SET TASK → Convert the listing below, from its first line through the line containing "xmin=549 ymin=221 xmax=594 ymax=275", into a JSON list of strings with one string per line and no blank lines. Leave the pictures out of the result.

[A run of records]

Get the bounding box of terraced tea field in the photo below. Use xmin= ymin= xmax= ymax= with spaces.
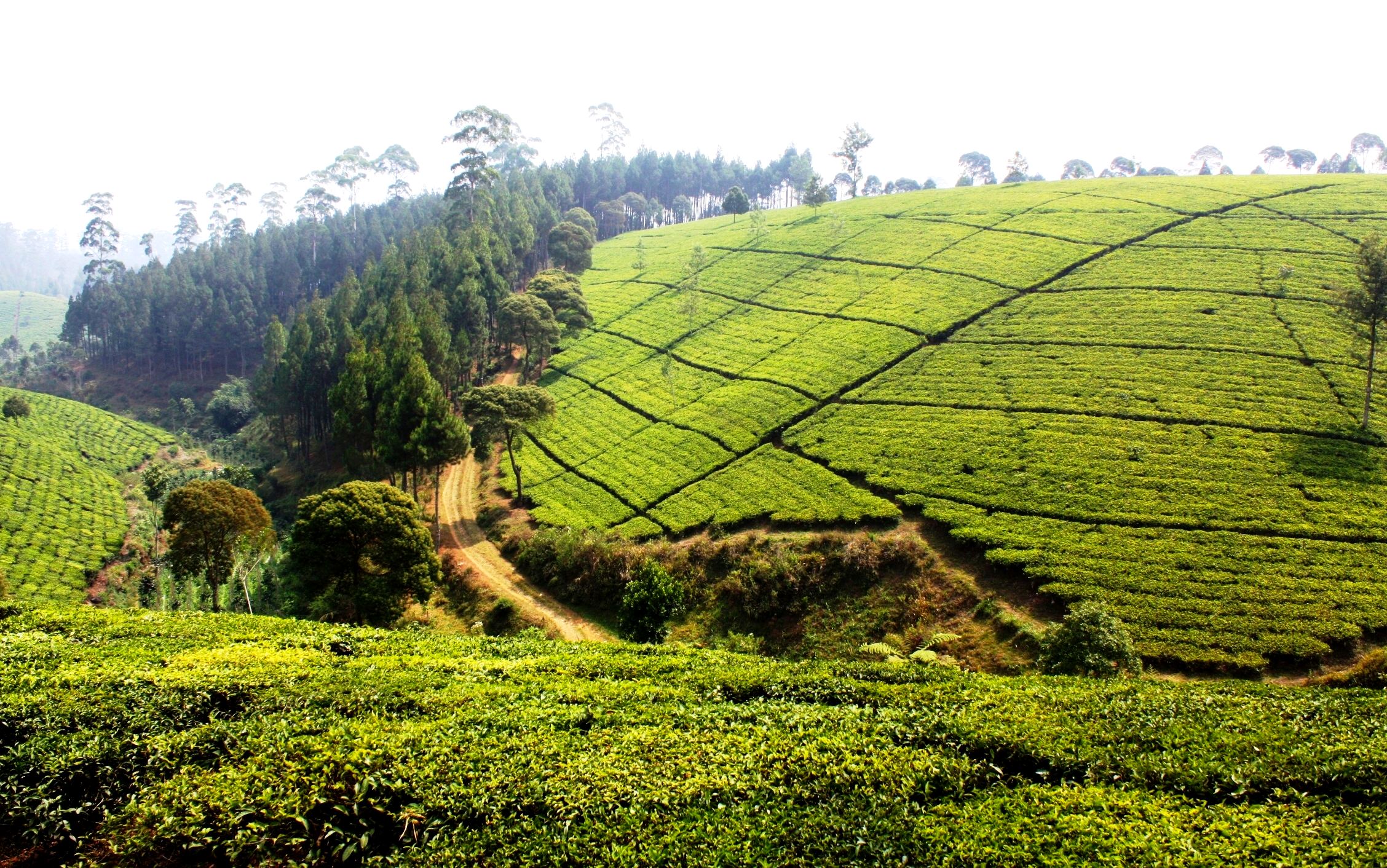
xmin=0 ymin=290 xmax=68 ymax=349
xmin=0 ymin=389 xmax=173 ymax=603
xmin=521 ymin=176 xmax=1387 ymax=668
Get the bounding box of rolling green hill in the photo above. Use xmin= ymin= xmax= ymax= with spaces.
xmin=523 ymin=176 xmax=1387 ymax=668
xmin=0 ymin=604 xmax=1387 ymax=865
xmin=0 ymin=290 xmax=68 ymax=349
xmin=0 ymin=387 xmax=173 ymax=603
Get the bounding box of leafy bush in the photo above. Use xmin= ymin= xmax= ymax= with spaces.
xmin=207 ymin=377 xmax=255 ymax=434
xmin=617 ymin=560 xmax=684 ymax=642
xmin=1036 ymin=603 xmax=1142 ymax=678
xmin=0 ymin=395 xmax=33 ymax=419
xmin=1311 ymin=647 xmax=1387 ymax=690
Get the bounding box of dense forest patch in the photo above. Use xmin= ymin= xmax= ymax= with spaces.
xmin=0 ymin=387 xmax=173 ymax=603
xmin=0 ymin=603 xmax=1387 ymax=865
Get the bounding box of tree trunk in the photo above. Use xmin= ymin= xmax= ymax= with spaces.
xmin=506 ymin=434 xmax=524 ymax=506
xmin=1364 ymin=320 xmax=1377 ymax=430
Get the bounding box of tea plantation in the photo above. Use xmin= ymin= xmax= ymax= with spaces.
xmin=523 ymin=176 xmax=1387 ymax=669
xmin=0 ymin=290 xmax=68 ymax=349
xmin=0 ymin=389 xmax=172 ymax=603
xmin=0 ymin=603 xmax=1387 ymax=865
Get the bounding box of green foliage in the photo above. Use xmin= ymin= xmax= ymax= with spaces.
xmin=164 ymin=479 xmax=275 ymax=612
xmin=0 ymin=284 xmax=68 ymax=351
xmin=722 ymin=187 xmax=752 ymax=221
xmin=563 ymin=208 xmax=598 ymax=239
xmin=800 ymin=173 xmax=828 ymax=211
xmin=0 ymin=389 xmax=172 ymax=603
xmin=618 ymin=560 xmax=684 ymax=642
xmin=519 ymin=172 xmax=1387 ymax=671
xmin=286 ymin=481 xmax=440 ymax=624
xmin=0 ymin=395 xmax=33 ymax=420
xmin=1036 ymin=603 xmax=1142 ymax=678
xmin=0 ymin=606 xmax=1387 ymax=865
xmin=549 ymin=221 xmax=594 ymax=275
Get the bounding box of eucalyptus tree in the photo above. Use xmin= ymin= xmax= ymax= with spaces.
xmin=204 ymin=181 xmax=226 ymax=244
xmin=1187 ymin=144 xmax=1223 ymax=175
xmin=173 ymin=199 xmax=202 ymax=251
xmin=294 ymin=184 xmax=341 ymax=269
xmin=1002 ymin=151 xmax=1030 ymax=184
xmin=77 ymin=193 xmax=121 ymax=287
xmin=1108 ymin=157 xmax=1142 ymax=178
xmin=1348 ymin=133 xmax=1387 ymax=169
xmin=834 ymin=124 xmax=874 ymax=199
xmin=588 ymin=103 xmax=631 ymax=157
xmin=222 ymin=180 xmax=251 ymax=240
xmin=1340 ymin=233 xmax=1387 ymax=428
xmin=444 ymin=105 xmax=520 ymax=221
xmin=310 ymin=144 xmax=373 ymax=240
xmin=462 ymin=385 xmax=556 ymax=503
xmin=722 ymin=184 xmax=752 ymax=223
xmin=370 ymin=144 xmax=419 ymax=199
xmin=958 ymin=151 xmax=997 ymax=186
xmin=1060 ymin=159 xmax=1093 ymax=180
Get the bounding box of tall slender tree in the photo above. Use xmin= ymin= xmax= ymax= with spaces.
xmin=173 ymin=199 xmax=202 ymax=251
xmin=1340 ymin=233 xmax=1387 ymax=428
xmin=370 ymin=144 xmax=419 ymax=199
xmin=77 ymin=193 xmax=121 ymax=287
xmin=834 ymin=124 xmax=874 ymax=199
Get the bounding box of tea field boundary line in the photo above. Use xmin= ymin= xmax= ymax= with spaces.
xmin=591 ymin=320 xmax=818 ymax=401
xmin=630 ymin=280 xmax=925 ymax=336
xmin=540 ymin=362 xmax=737 ymax=449
xmin=1037 ymin=284 xmax=1344 ymax=308
xmin=1272 ymin=299 xmax=1367 ymax=422
xmin=836 ymin=397 xmax=1384 ymax=448
xmin=526 ymin=425 xmax=670 ymax=532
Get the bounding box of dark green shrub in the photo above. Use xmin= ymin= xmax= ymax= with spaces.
xmin=3 ymin=395 xmax=33 ymax=419
xmin=207 ymin=377 xmax=255 ymax=434
xmin=1036 ymin=603 xmax=1142 ymax=678
xmin=617 ymin=560 xmax=684 ymax=642
xmin=481 ymin=599 xmax=516 ymax=636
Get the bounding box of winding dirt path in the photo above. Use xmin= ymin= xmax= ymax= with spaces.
xmin=438 ymin=357 xmax=616 ymax=642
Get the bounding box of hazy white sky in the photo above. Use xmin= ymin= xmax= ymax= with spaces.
xmin=0 ymin=0 xmax=1387 ymax=241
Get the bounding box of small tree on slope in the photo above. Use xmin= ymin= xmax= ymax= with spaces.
xmin=1036 ymin=603 xmax=1142 ymax=678
xmin=1342 ymin=233 xmax=1387 ymax=428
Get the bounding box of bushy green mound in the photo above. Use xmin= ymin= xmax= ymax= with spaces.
xmin=523 ymin=176 xmax=1387 ymax=668
xmin=0 ymin=389 xmax=172 ymax=603
xmin=0 ymin=606 xmax=1387 ymax=865
xmin=0 ymin=290 xmax=68 ymax=349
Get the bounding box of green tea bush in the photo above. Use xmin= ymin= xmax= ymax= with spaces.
xmin=617 ymin=559 xmax=684 ymax=642
xmin=1036 ymin=603 xmax=1142 ymax=678
xmin=0 ymin=603 xmax=1387 ymax=865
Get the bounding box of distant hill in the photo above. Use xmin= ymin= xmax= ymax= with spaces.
xmin=0 ymin=290 xmax=68 ymax=349
xmin=0 ymin=387 xmax=173 ymax=603
xmin=0 ymin=603 xmax=1387 ymax=867
xmin=523 ymin=175 xmax=1387 ymax=669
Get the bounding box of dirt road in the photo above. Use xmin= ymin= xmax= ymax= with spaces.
xmin=438 ymin=438 xmax=614 ymax=642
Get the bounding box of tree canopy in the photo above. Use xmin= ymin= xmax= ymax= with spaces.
xmin=286 ymin=481 xmax=440 ymax=625
xmin=164 ymin=479 xmax=273 ymax=612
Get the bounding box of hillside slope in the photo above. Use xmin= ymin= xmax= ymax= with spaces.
xmin=0 ymin=604 xmax=1387 ymax=865
xmin=0 ymin=290 xmax=68 ymax=349
xmin=523 ymin=176 xmax=1387 ymax=668
xmin=0 ymin=387 xmax=173 ymax=603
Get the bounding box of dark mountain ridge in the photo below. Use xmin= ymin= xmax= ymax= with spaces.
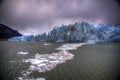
xmin=0 ymin=24 xmax=22 ymax=40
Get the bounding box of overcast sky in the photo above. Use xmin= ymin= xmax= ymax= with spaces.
xmin=0 ymin=0 xmax=120 ymax=34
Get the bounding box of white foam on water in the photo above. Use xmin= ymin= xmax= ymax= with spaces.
xmin=18 ymin=51 xmax=29 ymax=55
xmin=57 ymin=43 xmax=87 ymax=50
xmin=19 ymin=43 xmax=88 ymax=80
xmin=18 ymin=77 xmax=46 ymax=80
xmin=43 ymin=43 xmax=51 ymax=46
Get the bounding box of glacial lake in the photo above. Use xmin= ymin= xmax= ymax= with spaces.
xmin=0 ymin=41 xmax=120 ymax=80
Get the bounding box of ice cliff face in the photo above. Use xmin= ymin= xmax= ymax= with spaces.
xmin=10 ymin=22 xmax=120 ymax=42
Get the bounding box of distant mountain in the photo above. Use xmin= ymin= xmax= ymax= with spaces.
xmin=0 ymin=24 xmax=22 ymax=40
xmin=10 ymin=22 xmax=120 ymax=42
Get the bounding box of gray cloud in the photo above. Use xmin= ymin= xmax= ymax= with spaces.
xmin=0 ymin=0 xmax=120 ymax=34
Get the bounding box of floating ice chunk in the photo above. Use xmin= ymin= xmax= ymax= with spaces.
xmin=36 ymin=78 xmax=46 ymax=80
xmin=20 ymin=43 xmax=87 ymax=80
xmin=18 ymin=51 xmax=29 ymax=55
xmin=43 ymin=43 xmax=51 ymax=46
xmin=24 ymin=51 xmax=74 ymax=72
xmin=18 ymin=77 xmax=23 ymax=80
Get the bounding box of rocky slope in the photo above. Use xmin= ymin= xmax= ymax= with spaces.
xmin=0 ymin=24 xmax=22 ymax=40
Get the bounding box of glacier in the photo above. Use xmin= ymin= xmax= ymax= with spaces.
xmin=9 ymin=22 xmax=120 ymax=43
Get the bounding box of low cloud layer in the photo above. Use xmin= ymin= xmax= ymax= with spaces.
xmin=0 ymin=0 xmax=120 ymax=34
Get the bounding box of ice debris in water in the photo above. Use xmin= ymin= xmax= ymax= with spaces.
xmin=43 ymin=43 xmax=51 ymax=46
xmin=24 ymin=51 xmax=74 ymax=72
xmin=19 ymin=43 xmax=87 ymax=80
xmin=18 ymin=51 xmax=29 ymax=55
xmin=18 ymin=77 xmax=46 ymax=80
xmin=57 ymin=43 xmax=87 ymax=50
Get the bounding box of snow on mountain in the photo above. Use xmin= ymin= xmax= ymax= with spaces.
xmin=9 ymin=22 xmax=120 ymax=42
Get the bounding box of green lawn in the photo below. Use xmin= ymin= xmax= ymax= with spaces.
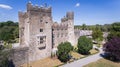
xmin=84 ymin=59 xmax=120 ymax=67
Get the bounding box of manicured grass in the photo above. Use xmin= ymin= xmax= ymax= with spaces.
xmin=90 ymin=49 xmax=98 ymax=54
xmin=21 ymin=58 xmax=63 ymax=67
xmin=71 ymin=51 xmax=84 ymax=59
xmin=84 ymin=59 xmax=120 ymax=67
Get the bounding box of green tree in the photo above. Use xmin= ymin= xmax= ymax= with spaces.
xmin=77 ymin=36 xmax=93 ymax=54
xmin=57 ymin=42 xmax=73 ymax=62
xmin=0 ymin=21 xmax=19 ymax=43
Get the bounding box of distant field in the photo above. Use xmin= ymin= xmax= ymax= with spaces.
xmin=84 ymin=59 xmax=120 ymax=67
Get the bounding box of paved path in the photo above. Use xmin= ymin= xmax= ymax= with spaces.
xmin=62 ymin=48 xmax=102 ymax=67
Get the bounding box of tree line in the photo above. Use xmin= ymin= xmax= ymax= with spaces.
xmin=0 ymin=21 xmax=19 ymax=43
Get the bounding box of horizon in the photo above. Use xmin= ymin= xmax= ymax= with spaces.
xmin=0 ymin=0 xmax=120 ymax=25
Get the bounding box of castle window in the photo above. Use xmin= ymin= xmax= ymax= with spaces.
xmin=57 ymin=33 xmax=59 ymax=37
xmin=61 ymin=33 xmax=63 ymax=37
xmin=40 ymin=37 xmax=44 ymax=44
xmin=40 ymin=29 xmax=43 ymax=32
xmin=40 ymin=20 xmax=43 ymax=22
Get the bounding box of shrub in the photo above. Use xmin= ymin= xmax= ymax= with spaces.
xmin=77 ymin=36 xmax=93 ymax=54
xmin=57 ymin=42 xmax=73 ymax=62
xmin=103 ymin=37 xmax=120 ymax=60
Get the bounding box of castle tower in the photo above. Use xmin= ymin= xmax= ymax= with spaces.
xmin=19 ymin=2 xmax=53 ymax=61
xmin=66 ymin=12 xmax=75 ymax=45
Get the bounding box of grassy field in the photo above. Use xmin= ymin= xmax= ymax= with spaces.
xmin=21 ymin=58 xmax=63 ymax=67
xmin=84 ymin=59 xmax=120 ymax=67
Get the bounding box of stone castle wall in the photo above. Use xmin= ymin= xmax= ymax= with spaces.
xmin=10 ymin=47 xmax=29 ymax=67
xmin=15 ymin=3 xmax=75 ymax=65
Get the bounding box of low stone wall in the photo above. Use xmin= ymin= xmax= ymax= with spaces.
xmin=10 ymin=47 xmax=29 ymax=67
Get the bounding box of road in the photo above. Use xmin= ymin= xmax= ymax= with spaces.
xmin=62 ymin=48 xmax=102 ymax=67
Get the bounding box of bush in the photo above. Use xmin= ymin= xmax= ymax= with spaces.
xmin=77 ymin=36 xmax=93 ymax=54
xmin=103 ymin=37 xmax=120 ymax=60
xmin=57 ymin=42 xmax=73 ymax=62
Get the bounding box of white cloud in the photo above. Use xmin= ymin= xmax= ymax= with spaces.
xmin=75 ymin=3 xmax=80 ymax=7
xmin=0 ymin=4 xmax=12 ymax=9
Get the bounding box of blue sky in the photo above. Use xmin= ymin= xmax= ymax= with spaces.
xmin=0 ymin=0 xmax=120 ymax=25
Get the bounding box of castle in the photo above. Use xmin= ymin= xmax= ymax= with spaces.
xmin=19 ymin=2 xmax=75 ymax=61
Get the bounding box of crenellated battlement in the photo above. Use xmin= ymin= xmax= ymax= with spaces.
xmin=52 ymin=22 xmax=68 ymax=30
xmin=27 ymin=2 xmax=52 ymax=13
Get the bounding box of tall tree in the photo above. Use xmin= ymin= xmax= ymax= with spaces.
xmin=103 ymin=37 xmax=120 ymax=60
xmin=77 ymin=36 xmax=93 ymax=54
xmin=57 ymin=42 xmax=73 ymax=62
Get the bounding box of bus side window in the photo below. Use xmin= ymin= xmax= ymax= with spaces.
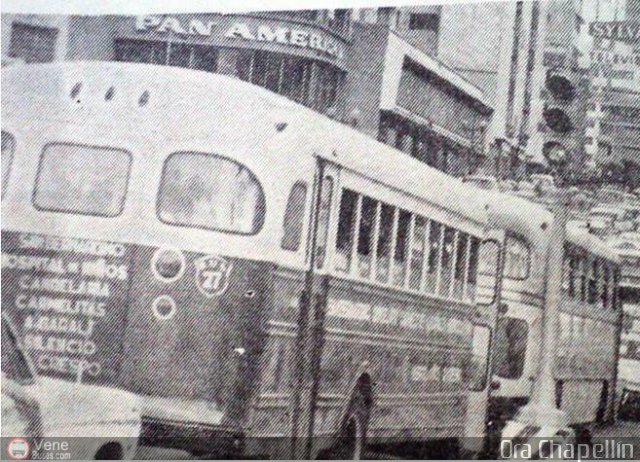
xmin=601 ymin=264 xmax=611 ymax=310
xmin=0 ymin=131 xmax=16 ymax=197
xmin=438 ymin=226 xmax=456 ymax=297
xmin=280 ymin=181 xmax=307 ymax=252
xmin=316 ymin=176 xmax=333 ymax=268
xmin=465 ymin=236 xmax=480 ymax=301
xmin=392 ymin=210 xmax=411 ymax=287
xmin=334 ymin=189 xmax=359 ymax=273
xmin=453 ymin=231 xmax=469 ymax=300
xmin=495 ymin=317 xmax=529 ymax=379
xmin=611 ymin=268 xmax=620 ymax=310
xmin=578 ymin=256 xmax=589 ymax=302
xmin=468 ymin=325 xmax=491 ymax=391
xmin=357 ymin=196 xmax=378 ymax=279
xmin=587 ymin=260 xmax=599 ymax=304
xmin=504 ymin=236 xmax=531 ymax=280
xmin=426 ymin=221 xmax=444 ymax=294
xmin=376 ymin=204 xmax=395 ymax=283
xmin=567 ymin=252 xmax=578 ymax=298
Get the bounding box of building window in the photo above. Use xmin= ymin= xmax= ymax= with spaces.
xmin=9 ymin=24 xmax=58 ymax=63
xmin=409 ymin=13 xmax=440 ymax=32
xmin=115 ymin=40 xmax=218 ymax=72
xmin=236 ymin=50 xmax=343 ymax=112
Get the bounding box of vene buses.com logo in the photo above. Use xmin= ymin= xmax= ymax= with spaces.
xmin=195 ymin=255 xmax=232 ymax=297
xmin=7 ymin=438 xmax=30 ymax=460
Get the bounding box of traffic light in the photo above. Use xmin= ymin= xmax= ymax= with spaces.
xmin=539 ymin=66 xmax=588 ymax=181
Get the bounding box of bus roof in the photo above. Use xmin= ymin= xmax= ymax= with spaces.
xmin=470 ymin=189 xmax=553 ymax=247
xmin=2 ymin=61 xmax=486 ymax=231
xmin=567 ymin=228 xmax=620 ymax=264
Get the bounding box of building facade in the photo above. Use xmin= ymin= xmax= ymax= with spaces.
xmin=581 ymin=0 xmax=640 ymax=171
xmin=2 ymin=7 xmax=492 ymax=179
xmin=438 ymin=1 xmax=547 ymax=179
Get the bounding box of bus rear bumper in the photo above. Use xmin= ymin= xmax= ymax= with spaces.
xmin=140 ymin=417 xmax=244 ymax=456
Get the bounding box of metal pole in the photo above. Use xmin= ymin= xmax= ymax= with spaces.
xmin=503 ymin=190 xmax=572 ymax=438
xmin=531 ymin=191 xmax=571 ymax=409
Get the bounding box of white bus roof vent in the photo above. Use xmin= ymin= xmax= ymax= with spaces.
xmin=104 ymin=85 xmax=116 ymax=101
xmin=138 ymin=90 xmax=150 ymax=107
xmin=69 ymin=82 xmax=82 ymax=103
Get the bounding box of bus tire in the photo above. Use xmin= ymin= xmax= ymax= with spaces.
xmin=318 ymin=388 xmax=370 ymax=460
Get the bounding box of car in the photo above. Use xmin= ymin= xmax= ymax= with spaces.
xmin=1 ymin=313 xmax=141 ymax=460
xmin=462 ymin=175 xmax=500 ymax=191
xmin=530 ymin=173 xmax=556 ymax=191
xmin=618 ymin=383 xmax=640 ymax=423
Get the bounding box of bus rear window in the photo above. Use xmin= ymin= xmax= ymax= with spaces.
xmin=0 ymin=131 xmax=16 ymax=196
xmin=33 ymin=143 xmax=131 ymax=217
xmin=495 ymin=317 xmax=529 ymax=379
xmin=158 ymin=152 xmax=265 ymax=234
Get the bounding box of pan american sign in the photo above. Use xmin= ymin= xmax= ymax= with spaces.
xmin=136 ymin=16 xmax=344 ymax=59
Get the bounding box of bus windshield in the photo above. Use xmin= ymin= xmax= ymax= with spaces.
xmin=33 ymin=143 xmax=131 ymax=217
xmin=158 ymin=152 xmax=265 ymax=234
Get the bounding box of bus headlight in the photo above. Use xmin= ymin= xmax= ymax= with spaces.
xmin=151 ymin=249 xmax=185 ymax=282
xmin=151 ymin=295 xmax=176 ymax=321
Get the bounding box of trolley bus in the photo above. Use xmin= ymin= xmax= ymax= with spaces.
xmin=2 ymin=62 xmax=501 ymax=457
xmin=481 ymin=192 xmax=553 ymax=449
xmin=478 ymin=189 xmax=622 ymax=444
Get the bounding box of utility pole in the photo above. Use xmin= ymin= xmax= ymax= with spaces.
xmin=503 ymin=188 xmax=574 ymax=454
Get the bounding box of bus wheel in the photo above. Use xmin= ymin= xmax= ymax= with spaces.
xmin=318 ymin=390 xmax=369 ymax=460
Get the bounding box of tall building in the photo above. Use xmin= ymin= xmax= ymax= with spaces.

ANSWER FOR THIS EXERCISE →
[
  "Get the bounding box of terraced tea field in the photo below. Use xmin= ymin= xmax= ymax= with spaces.",
  "xmin=0 ymin=290 xmax=68 ymax=349",
  "xmin=0 ymin=389 xmax=173 ymax=603",
  "xmin=521 ymin=176 xmax=1387 ymax=668",
  "Get the bounding box of rolling green hill in the photo above. Use xmin= ymin= xmax= ymax= with spaces.",
  "xmin=523 ymin=176 xmax=1387 ymax=668",
  "xmin=0 ymin=604 xmax=1387 ymax=865",
  "xmin=0 ymin=290 xmax=68 ymax=349",
  "xmin=0 ymin=387 xmax=173 ymax=603",
  "Get the bounding box of leafy bush in the photo above. Use xmin= ymin= xmax= ymax= with spaces.",
  "xmin=207 ymin=377 xmax=255 ymax=434",
  "xmin=617 ymin=560 xmax=684 ymax=642",
  "xmin=1036 ymin=603 xmax=1142 ymax=678",
  "xmin=0 ymin=395 xmax=33 ymax=419",
  "xmin=1311 ymin=647 xmax=1387 ymax=690",
  "Get the bounding box of dense forest patch in the photo above. Use xmin= ymin= xmax= ymax= with spaces.",
  "xmin=0 ymin=387 xmax=173 ymax=603",
  "xmin=0 ymin=603 xmax=1387 ymax=865",
  "Get the bounding box of tree trunk in the photo above. Use xmin= ymin= xmax= ymax= with spaces.",
  "xmin=506 ymin=434 xmax=524 ymax=506",
  "xmin=1364 ymin=320 xmax=1377 ymax=430",
  "Get the bounding box of tea plantation in the photo above. Use xmin= ymin= xmax= ymax= with spaces.",
  "xmin=523 ymin=176 xmax=1387 ymax=669",
  "xmin=0 ymin=290 xmax=68 ymax=349",
  "xmin=0 ymin=389 xmax=172 ymax=603",
  "xmin=0 ymin=603 xmax=1387 ymax=865",
  "Get the bounding box of green foliage in the photo above. Use xmin= ymin= xmax= ymax= with spaces.",
  "xmin=164 ymin=479 xmax=275 ymax=612",
  "xmin=0 ymin=284 xmax=68 ymax=351",
  "xmin=722 ymin=187 xmax=752 ymax=221",
  "xmin=563 ymin=208 xmax=598 ymax=239",
  "xmin=800 ymin=173 xmax=828 ymax=211",
  "xmin=0 ymin=389 xmax=172 ymax=603",
  "xmin=618 ymin=560 xmax=684 ymax=642",
  "xmin=519 ymin=172 xmax=1387 ymax=671",
  "xmin=286 ymin=481 xmax=440 ymax=624",
  "xmin=0 ymin=395 xmax=33 ymax=420",
  "xmin=1036 ymin=603 xmax=1142 ymax=678",
  "xmin=0 ymin=606 xmax=1387 ymax=865",
  "xmin=549 ymin=221 xmax=594 ymax=275"
]